The exercise
Convert every line of the records below into a JSON list of strings, one string per line. Omit blank lines and leave the pictures out.

-- Start of Data section --

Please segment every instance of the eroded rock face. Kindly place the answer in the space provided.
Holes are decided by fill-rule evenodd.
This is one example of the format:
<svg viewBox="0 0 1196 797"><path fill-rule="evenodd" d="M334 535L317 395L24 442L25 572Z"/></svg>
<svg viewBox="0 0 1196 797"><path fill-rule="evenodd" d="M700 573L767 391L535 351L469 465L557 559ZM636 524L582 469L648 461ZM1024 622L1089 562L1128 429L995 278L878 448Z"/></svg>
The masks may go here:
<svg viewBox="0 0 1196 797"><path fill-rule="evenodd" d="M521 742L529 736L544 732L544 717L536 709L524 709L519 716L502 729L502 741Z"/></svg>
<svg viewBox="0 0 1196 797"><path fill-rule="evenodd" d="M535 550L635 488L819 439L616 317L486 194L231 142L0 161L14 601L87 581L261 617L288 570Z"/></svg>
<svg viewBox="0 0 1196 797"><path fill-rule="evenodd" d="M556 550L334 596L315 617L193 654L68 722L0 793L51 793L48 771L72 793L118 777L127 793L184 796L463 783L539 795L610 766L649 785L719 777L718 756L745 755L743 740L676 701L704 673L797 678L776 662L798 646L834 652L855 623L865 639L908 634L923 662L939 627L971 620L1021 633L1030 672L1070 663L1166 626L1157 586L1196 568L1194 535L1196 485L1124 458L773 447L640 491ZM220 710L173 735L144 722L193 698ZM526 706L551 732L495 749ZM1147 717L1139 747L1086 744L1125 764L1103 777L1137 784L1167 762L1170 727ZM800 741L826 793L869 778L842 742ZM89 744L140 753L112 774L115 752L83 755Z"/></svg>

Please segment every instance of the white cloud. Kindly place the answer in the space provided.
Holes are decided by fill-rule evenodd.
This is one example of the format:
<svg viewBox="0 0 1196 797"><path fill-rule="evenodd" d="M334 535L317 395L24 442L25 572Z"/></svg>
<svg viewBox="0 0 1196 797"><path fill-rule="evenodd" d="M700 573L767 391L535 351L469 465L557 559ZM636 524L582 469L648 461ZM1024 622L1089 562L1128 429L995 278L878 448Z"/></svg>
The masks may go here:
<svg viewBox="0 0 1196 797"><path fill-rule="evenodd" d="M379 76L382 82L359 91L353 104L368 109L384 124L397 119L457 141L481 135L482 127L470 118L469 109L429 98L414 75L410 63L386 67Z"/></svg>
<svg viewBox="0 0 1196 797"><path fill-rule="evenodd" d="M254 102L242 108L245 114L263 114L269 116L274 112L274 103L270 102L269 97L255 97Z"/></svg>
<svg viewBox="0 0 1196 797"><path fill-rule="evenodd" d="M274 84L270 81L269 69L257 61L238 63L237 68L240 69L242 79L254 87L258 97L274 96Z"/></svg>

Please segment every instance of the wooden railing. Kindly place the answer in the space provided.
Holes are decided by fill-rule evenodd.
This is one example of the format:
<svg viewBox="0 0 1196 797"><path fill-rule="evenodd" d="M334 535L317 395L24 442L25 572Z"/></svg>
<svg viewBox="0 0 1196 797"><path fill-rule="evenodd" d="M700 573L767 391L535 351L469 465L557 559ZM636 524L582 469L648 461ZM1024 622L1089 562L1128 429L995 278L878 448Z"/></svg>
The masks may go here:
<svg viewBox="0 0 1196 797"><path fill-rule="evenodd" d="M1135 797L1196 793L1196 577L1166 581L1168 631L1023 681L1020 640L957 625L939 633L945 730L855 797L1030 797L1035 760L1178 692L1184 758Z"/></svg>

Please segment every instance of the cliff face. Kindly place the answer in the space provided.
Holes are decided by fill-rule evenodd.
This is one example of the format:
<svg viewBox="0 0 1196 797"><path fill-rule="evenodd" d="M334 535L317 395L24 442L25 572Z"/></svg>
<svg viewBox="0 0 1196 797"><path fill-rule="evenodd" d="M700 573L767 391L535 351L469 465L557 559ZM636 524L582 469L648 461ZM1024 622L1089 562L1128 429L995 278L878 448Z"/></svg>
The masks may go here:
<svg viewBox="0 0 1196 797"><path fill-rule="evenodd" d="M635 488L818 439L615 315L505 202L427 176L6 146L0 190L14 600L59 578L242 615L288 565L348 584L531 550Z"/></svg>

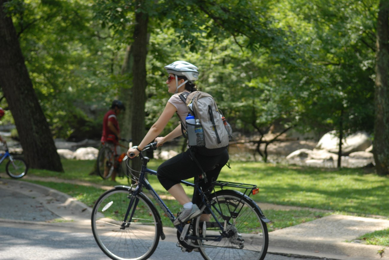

-- End of Data section --

Written answer
[
  "Please segment every instance of the eroded rock face. Kindly place the answer in the space provided.",
  "Holes are decided by fill-rule evenodd.",
  "This is one example of the format:",
  "<svg viewBox=\"0 0 1196 797\"><path fill-rule=\"evenodd\" d=\"M334 535L317 395L24 442L25 572Z\"/></svg>",
  "<svg viewBox=\"0 0 1196 797\"><path fill-rule=\"evenodd\" d=\"M700 573L767 391L535 351L469 465L557 559ZM636 524L582 469L648 461ZM1024 622L1089 562L1128 429L995 278L878 448Z\"/></svg>",
  "The masks may go here:",
  "<svg viewBox=\"0 0 1196 797\"><path fill-rule=\"evenodd\" d=\"M521 742L529 736L544 732L544 717L536 709L524 709L519 716L502 729L502 741Z\"/></svg>",
  "<svg viewBox=\"0 0 1196 797\"><path fill-rule=\"evenodd\" d=\"M535 550L635 488L819 439L616 317L486 194L231 142L0 161L14 601L87 581L261 617L288 570Z\"/></svg>",
  "<svg viewBox=\"0 0 1196 797\"><path fill-rule=\"evenodd\" d=\"M556 550L334 596L315 617L193 654L68 722L0 793L51 793L48 771L72 793L118 777L127 793L184 796L463 783L539 795L610 766L649 785L719 777L718 756L745 755L743 740L676 701L704 673L797 678L776 662L798 646L834 652L855 623L865 639L908 634L923 662L939 627L971 620L1021 633L1030 672L1070 663L1166 626L1157 586L1196 568L1194 535L1196 485L1124 458L773 447L640 491ZM220 710L173 735L144 722L193 698ZM526 706L551 732L495 749ZM1147 717L1139 747L1086 744L1125 764L1103 777L1137 784L1167 762L1170 727ZM800 741L826 793L869 778L842 742ZM89 744L140 753L112 774L115 752L83 755Z\"/></svg>",
  "Please segment every instance of the white cloud. Kindly place the answer in the space provided.",
  "Holes are decided by fill-rule evenodd.",
  "This is one example of the format:",
  "<svg viewBox=\"0 0 1196 797\"><path fill-rule=\"evenodd\" d=\"M334 535L317 395L24 442L25 572Z\"/></svg>",
  "<svg viewBox=\"0 0 1196 797\"><path fill-rule=\"evenodd\" d=\"M700 573L767 391L535 351L469 465L557 559ZM636 524L582 469L648 461ZM1024 622L1089 562L1128 429L995 278L878 448Z\"/></svg>",
  "The masks may go here:",
  "<svg viewBox=\"0 0 1196 797\"><path fill-rule=\"evenodd\" d=\"M379 76L382 82L359 91L353 104L368 109L384 124L397 119L457 141L481 135L482 127L470 118L469 109L429 98L414 75L410 63L386 67Z\"/></svg>",
  "<svg viewBox=\"0 0 1196 797\"><path fill-rule=\"evenodd\" d=\"M254 102L242 108L245 114L263 114L269 116L274 112L274 103L270 102L269 97L255 97Z\"/></svg>",
  "<svg viewBox=\"0 0 1196 797\"><path fill-rule=\"evenodd\" d=\"M274 84L270 81L269 69L257 61L238 63L237 68L240 69L242 79L254 87L258 97L274 96Z\"/></svg>",
  "Please segment every instance of the wooden railing. Kindly place the answer in the space provided.",
  "Holes are decided by fill-rule evenodd.",
  "This is one example of the format:",
  "<svg viewBox=\"0 0 1196 797\"><path fill-rule=\"evenodd\" d=\"M334 535L317 395L24 442L25 572Z\"/></svg>",
  "<svg viewBox=\"0 0 1196 797\"><path fill-rule=\"evenodd\" d=\"M700 573L767 391L535 351L469 465L557 559ZM636 524L582 469L648 461ZM1024 622L1089 562L1128 429L995 278L878 448Z\"/></svg>",
  "The masks may go here:",
  "<svg viewBox=\"0 0 1196 797\"><path fill-rule=\"evenodd\" d=\"M1135 797L1196 793L1196 577L1166 581L1168 631L1023 681L1020 640L957 625L939 633L945 730L855 797L1030 797L1035 760L1178 692L1184 758Z\"/></svg>",
  "Please segment every instance of the cliff face. Kindly place the answer in the space provided.",
  "Holes are decided by fill-rule evenodd.",
  "This is one example of the format:",
  "<svg viewBox=\"0 0 1196 797\"><path fill-rule=\"evenodd\" d=\"M334 535L317 395L24 442L25 572Z\"/></svg>",
  "<svg viewBox=\"0 0 1196 797\"><path fill-rule=\"evenodd\" d=\"M700 573L767 391L535 351L469 465L557 559ZM636 524L582 469L648 461ZM1024 622L1089 562L1128 429L995 278L878 448Z\"/></svg>",
  "The masks may go here:",
  "<svg viewBox=\"0 0 1196 797\"><path fill-rule=\"evenodd\" d=\"M635 488L818 439L615 315L505 202L427 176L6 146L0 190L14 600L59 578L242 615L288 565L348 584L531 550Z\"/></svg>"
]